Textauszug:
<<<<

Einer der Promotoren dieser Initiative war
Andreas Safer, Geiger von Aniada a Noar. Zu der Zeit ist auch das Thema "Musikantenfreundliche
Gaststätte" bearbeitet worden. Rund vierzig steirische Wirtschaften haben sich
gegen die "Einheitsbreihintergundkonserve" aufgestellt.
Die Betonung von handgemachter Musik
gegenüber der Massenware war zugleich ein Statement gegen die rücksichtslose
Bewirtschaftung kultureller Grundlagen durch eine Unterhaltungsindustrie, die keinerlei
Rücksicht auf regionale Eigenheiten und Qualitätsfragen nahm, sondern einfach versucht
hat, ein ganzes Staatsvolk durchzurekrutieren und so zu bewirtschaften.
Bei der Problematik waren viele Folkies
in der Öffentlichkeit weit angriffslustiger als etablierte "Traditionspfleger".

>>>>

Aufgabe:
Beantworte mit dem Textauszug oben diese Fragen:
1. Welches Instrument spielte Andreas Safer bei Aniada a Noar?
2. Wie viele steirische Wirtschaften stellten sich gegen die "Einheitsbreihintergundkonserve" auf?
3. Wer trat in der Öffentlichkeit weit angriffslustiger auf als etablierte "Traditionspfleger"?

Daten:
<<<<

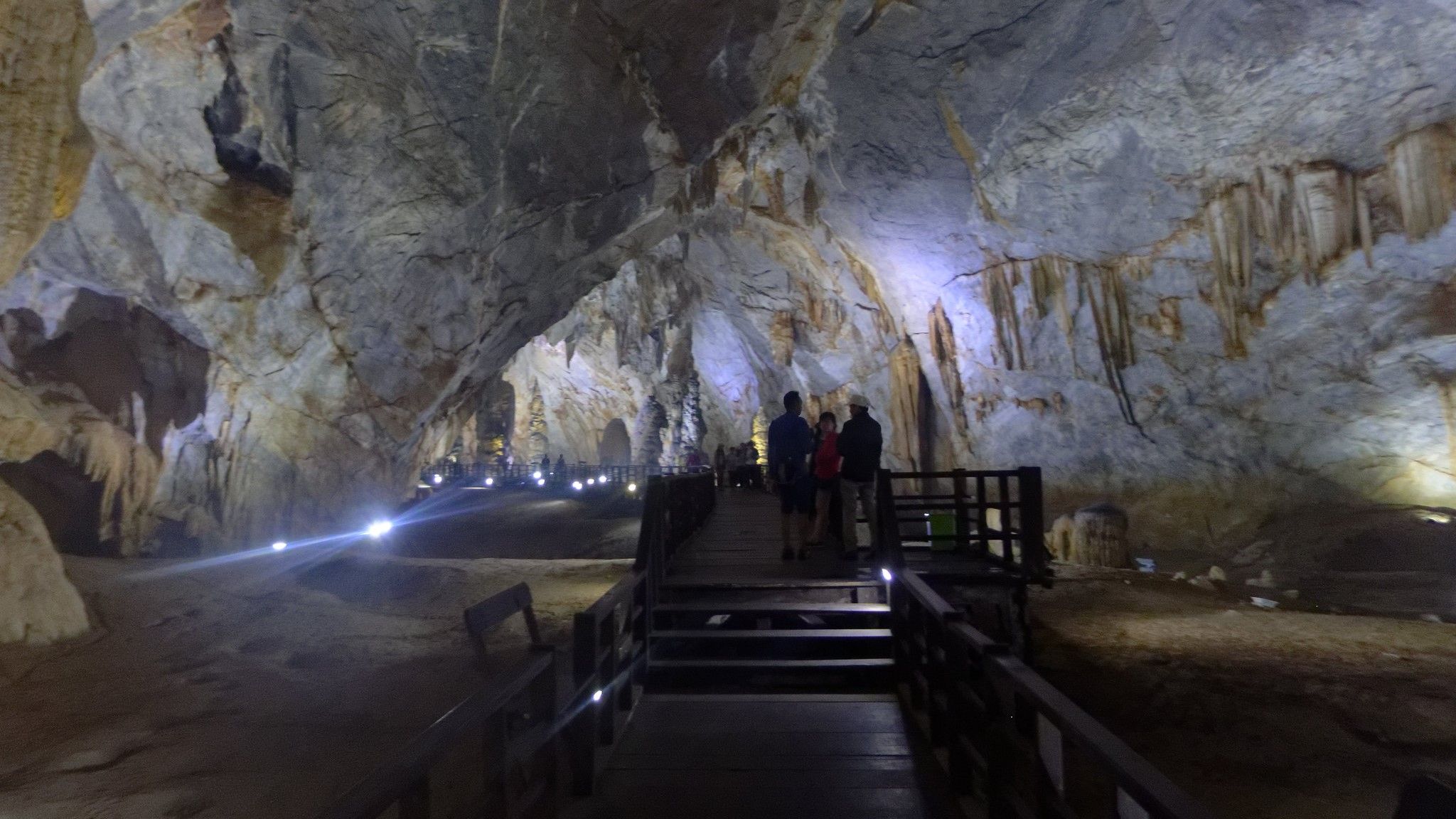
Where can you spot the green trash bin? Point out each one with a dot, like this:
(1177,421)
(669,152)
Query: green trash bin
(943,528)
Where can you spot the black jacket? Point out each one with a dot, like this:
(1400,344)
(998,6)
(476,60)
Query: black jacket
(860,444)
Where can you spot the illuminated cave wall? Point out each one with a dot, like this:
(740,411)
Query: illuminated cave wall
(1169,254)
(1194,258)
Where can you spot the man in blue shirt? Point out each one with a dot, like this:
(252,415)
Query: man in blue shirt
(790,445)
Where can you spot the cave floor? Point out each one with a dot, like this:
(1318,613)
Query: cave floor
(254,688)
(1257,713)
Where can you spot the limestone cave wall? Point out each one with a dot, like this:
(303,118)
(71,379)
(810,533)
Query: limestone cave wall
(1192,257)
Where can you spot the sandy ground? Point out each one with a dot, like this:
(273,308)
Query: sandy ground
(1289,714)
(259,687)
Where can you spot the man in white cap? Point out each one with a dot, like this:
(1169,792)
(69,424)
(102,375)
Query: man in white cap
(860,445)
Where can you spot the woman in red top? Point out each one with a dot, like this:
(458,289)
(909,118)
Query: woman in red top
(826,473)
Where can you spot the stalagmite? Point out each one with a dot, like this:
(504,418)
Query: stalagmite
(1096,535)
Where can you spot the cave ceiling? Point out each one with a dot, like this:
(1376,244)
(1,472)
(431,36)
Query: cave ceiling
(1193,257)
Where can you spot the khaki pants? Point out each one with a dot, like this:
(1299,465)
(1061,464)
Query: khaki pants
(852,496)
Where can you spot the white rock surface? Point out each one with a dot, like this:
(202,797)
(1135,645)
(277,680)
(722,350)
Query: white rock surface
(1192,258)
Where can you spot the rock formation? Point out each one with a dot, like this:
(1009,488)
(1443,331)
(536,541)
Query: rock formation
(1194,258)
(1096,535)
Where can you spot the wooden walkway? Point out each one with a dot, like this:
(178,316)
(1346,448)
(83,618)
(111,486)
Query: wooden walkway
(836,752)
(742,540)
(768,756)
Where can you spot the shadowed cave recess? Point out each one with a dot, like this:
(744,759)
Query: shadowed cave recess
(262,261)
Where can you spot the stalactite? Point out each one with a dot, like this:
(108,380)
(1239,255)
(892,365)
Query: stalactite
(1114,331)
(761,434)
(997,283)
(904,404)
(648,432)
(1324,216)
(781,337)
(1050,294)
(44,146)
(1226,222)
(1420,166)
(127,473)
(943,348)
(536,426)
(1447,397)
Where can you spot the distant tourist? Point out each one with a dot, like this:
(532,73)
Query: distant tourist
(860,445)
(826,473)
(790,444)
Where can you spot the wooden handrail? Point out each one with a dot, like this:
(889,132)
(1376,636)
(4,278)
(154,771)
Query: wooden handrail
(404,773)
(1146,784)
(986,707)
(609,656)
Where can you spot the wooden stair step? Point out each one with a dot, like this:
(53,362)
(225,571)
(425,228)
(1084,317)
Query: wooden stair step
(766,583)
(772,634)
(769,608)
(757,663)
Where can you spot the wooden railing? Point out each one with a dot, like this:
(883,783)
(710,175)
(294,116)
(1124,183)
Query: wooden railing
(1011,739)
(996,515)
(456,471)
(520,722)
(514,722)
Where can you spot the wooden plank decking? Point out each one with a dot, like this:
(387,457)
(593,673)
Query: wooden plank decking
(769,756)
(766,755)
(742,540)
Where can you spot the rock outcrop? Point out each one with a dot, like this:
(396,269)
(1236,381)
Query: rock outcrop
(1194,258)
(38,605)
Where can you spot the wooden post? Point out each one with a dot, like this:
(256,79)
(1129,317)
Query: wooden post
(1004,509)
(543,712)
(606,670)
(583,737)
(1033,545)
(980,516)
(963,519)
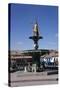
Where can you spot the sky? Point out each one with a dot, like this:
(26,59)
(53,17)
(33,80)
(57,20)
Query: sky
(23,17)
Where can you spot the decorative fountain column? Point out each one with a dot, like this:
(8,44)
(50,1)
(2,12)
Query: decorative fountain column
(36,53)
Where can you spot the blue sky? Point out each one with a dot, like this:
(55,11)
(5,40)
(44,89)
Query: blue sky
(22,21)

>>>>

Antwort:
1. Geige
2. Rund vierzig
3. Viele Folkies